** Start Data to process **
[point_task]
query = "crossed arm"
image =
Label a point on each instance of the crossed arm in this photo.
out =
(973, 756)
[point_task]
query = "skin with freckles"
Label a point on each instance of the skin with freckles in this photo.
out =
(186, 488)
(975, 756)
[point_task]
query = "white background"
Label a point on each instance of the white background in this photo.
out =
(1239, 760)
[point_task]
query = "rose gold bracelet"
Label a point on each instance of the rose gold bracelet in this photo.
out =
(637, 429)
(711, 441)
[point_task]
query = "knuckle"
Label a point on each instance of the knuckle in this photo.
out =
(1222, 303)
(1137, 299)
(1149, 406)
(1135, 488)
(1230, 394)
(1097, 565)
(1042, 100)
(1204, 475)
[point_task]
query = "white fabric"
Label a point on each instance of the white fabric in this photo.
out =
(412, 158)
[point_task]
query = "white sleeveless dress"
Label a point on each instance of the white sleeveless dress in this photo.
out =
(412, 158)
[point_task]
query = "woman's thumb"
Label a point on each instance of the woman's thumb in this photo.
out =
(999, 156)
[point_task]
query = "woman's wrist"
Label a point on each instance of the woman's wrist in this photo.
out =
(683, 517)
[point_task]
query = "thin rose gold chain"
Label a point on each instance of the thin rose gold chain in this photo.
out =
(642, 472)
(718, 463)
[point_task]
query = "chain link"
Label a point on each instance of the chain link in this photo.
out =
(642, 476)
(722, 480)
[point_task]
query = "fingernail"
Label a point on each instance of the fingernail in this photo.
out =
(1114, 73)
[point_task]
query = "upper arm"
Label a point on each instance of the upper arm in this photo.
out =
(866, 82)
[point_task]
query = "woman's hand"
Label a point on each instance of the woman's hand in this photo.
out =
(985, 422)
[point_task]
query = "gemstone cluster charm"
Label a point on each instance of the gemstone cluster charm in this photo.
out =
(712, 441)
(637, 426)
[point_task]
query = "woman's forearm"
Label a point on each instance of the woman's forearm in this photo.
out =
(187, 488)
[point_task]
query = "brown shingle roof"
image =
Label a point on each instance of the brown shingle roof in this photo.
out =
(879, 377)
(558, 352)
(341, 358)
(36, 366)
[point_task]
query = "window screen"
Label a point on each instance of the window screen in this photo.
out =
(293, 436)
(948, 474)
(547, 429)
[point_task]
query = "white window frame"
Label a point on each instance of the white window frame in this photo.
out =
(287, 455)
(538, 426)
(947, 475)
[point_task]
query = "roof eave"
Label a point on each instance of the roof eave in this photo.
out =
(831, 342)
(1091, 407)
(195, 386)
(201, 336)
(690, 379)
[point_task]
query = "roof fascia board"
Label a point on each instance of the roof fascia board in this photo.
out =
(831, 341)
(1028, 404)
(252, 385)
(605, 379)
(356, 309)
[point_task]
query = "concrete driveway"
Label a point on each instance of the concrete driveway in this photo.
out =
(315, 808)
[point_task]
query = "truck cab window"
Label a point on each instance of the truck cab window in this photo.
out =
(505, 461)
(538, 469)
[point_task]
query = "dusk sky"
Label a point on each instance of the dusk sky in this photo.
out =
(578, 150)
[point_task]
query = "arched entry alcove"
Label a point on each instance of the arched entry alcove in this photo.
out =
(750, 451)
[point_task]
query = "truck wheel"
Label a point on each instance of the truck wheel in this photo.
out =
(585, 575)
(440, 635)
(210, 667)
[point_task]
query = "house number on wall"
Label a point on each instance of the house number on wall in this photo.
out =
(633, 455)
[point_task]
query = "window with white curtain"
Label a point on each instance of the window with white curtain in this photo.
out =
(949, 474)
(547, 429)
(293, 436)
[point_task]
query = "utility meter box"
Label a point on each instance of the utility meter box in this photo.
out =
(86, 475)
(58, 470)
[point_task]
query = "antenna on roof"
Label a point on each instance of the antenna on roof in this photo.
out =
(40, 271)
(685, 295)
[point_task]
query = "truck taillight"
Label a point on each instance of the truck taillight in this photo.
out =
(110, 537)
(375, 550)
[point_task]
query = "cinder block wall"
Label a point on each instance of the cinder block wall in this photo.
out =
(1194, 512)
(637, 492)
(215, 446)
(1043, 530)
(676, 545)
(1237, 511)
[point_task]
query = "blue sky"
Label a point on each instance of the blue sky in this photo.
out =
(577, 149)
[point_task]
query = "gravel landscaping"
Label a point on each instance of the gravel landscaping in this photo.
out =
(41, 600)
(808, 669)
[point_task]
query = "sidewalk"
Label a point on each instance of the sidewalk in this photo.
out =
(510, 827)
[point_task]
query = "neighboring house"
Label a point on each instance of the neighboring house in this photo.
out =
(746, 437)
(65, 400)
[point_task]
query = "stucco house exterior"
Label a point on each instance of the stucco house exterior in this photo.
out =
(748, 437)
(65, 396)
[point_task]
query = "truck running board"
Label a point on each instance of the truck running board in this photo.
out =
** End Data to process **
■ **Objective**
Faithfully reproduce all of the records, character for character.

■ **Exercise result**
[point_task]
query = "crossed arm"
image =
Label a point on each instance of the crossed arm in this photo.
out =
(973, 756)
[point_task]
query = "skin with freckles"
Label a point on each instance of the skin with freckles in this photo.
out =
(186, 488)
(975, 756)
[point_task]
query = "white background"
Label a point on each instance of the white background in this photo.
out =
(1239, 760)
[point_task]
query = "rose gold bracelet"
Label a point on each instance of the rose gold bracelet in this photo.
out =
(637, 429)
(711, 441)
[point_task]
query = "knuckle"
Label a point on each instance of the knuckle in this photo.
out =
(1222, 303)
(1137, 299)
(1149, 406)
(1135, 488)
(1230, 394)
(1097, 565)
(1042, 100)
(1204, 475)
[point_task]
query = "white fabric"
Label a point on each instance of the white fabric in this photo.
out =
(412, 158)
[point_task]
query = "white sleeveless dress"
Label a point on each instance of the white sleeveless dress in this photo.
out =
(412, 158)
[point_task]
query = "woman's thumb"
Label a point on each instance of the woman's thumb in this photo.
out =
(999, 156)
[point_task]
query = "woman's wrist"
Label a point on each instance of the woman's wrist in this photo.
out =
(683, 517)
[point_task]
query = "thin rose gold chain"
Label a point on each instance of the thin rose gold chain in this photo.
out =
(642, 472)
(718, 463)
[point_task]
query = "chain link"
Label a point on each instance of the chain link in this photo.
out =
(642, 476)
(722, 480)
[point_task]
query = "fingernail"
Label a point on each instance of the fingernail in this photo.
out =
(1114, 73)
[point_task]
query = "upper arm"
Label a point on each instance of the upper arm in this photo.
out =
(866, 82)
[point_task]
query = "woman's hand"
Label a point on each instance of the woman's hand in this photo.
out =
(985, 422)
[point_task]
query = "gemstone cluster charm"
Label a point on each instance of the gemstone cluster charm in this photo.
out =
(712, 441)
(637, 426)
[point_task]
query = "woman's forearm"
Label a point on each instance of the woman's forearm in this photo.
out =
(187, 488)
[point_task]
query = "brown shingle roof"
image =
Label a point on each instance of the brown shingle roof in this photo.
out =
(879, 377)
(558, 352)
(341, 358)
(36, 366)
[point_task]
query = "window screen"
Label a point on each instance of the window screen in this photo.
out =
(293, 436)
(948, 474)
(547, 429)
[point_task]
query = "white window frame"
Label a point on each instance of the white window frame in this photo.
out =
(287, 455)
(538, 426)
(947, 475)
[point_task]
query = "roof eave"
Label a point on each instance of the roof eave in this photo.
out =
(831, 342)
(1091, 407)
(195, 386)
(201, 336)
(690, 379)
[point_task]
query = "roof fascia board"
Label a point on each instance of the roof fascia board in this photo.
out =
(831, 341)
(1028, 404)
(252, 385)
(605, 379)
(356, 309)
[point_task]
query = "concrete driveway"
Label a point on each instance of the concrete driveway in this photo.
out =
(315, 808)
[point_task]
query = "truck cab window"
Label a point on each instance of the truck cab window in this photo.
out =
(505, 461)
(538, 469)
[point_task]
query = "dusk sky"
Label a point on each instance of the dusk sky in this photo.
out =
(578, 150)
[point_task]
query = "arched entry alcove"
Label a point on each instance of the arched entry alcove in this photo.
out =
(750, 451)
[point_task]
query = "truck wheel"
Label a point on each instance of the truck wheel in this photo.
out =
(585, 575)
(440, 635)
(210, 667)
[point_task]
query = "house number on wall"
Label a point on each instance of the house number on wall in this photo.
out =
(633, 455)
[point_task]
query = "window with white curtain"
Label a point on each instance of the window with white curtain in this photo.
out =
(949, 474)
(547, 429)
(293, 436)
[point_task]
query = "utility meter box"
Label a point on each instance of the utility meter box in this photo.
out =
(86, 475)
(58, 470)
[point_task]
query = "antenna on roof"
Label a point on each instance of the antenna on roof in this photo.
out =
(40, 271)
(685, 295)
[point_task]
query = "truck taillight"
Label a point on each instance of the truck taillight in this photo.
out =
(110, 537)
(375, 550)
[point_task]
query = "cinder block wall"
Label a point on each instance of the cinder block wall in this photo.
out =
(1194, 512)
(637, 492)
(215, 446)
(1043, 530)
(676, 545)
(1237, 511)
[point_task]
query = "blue sky"
Label a point on each instance of the blue sky in this photo.
out =
(577, 149)
[point_task]
query = "gravel landscaping"
Label a point on each instance of the gravel landscaping in this photo.
out =
(41, 600)
(808, 669)
[point_task]
query = "sidewalk"
Label a point on each instance of the sidewalk in this photo.
out =
(510, 827)
[point_task]
query = "neighboring house"
Label a point on each instance of the neighboring house in this photo.
out =
(746, 437)
(65, 400)
[point_task]
query = "stucco house exterior"
Label a point on each instance of the stucco house exterior in this photo.
out =
(748, 437)
(65, 396)
[point_task]
query = "truck running board"
Label a point on each instance of the truck running board in this photo.
out =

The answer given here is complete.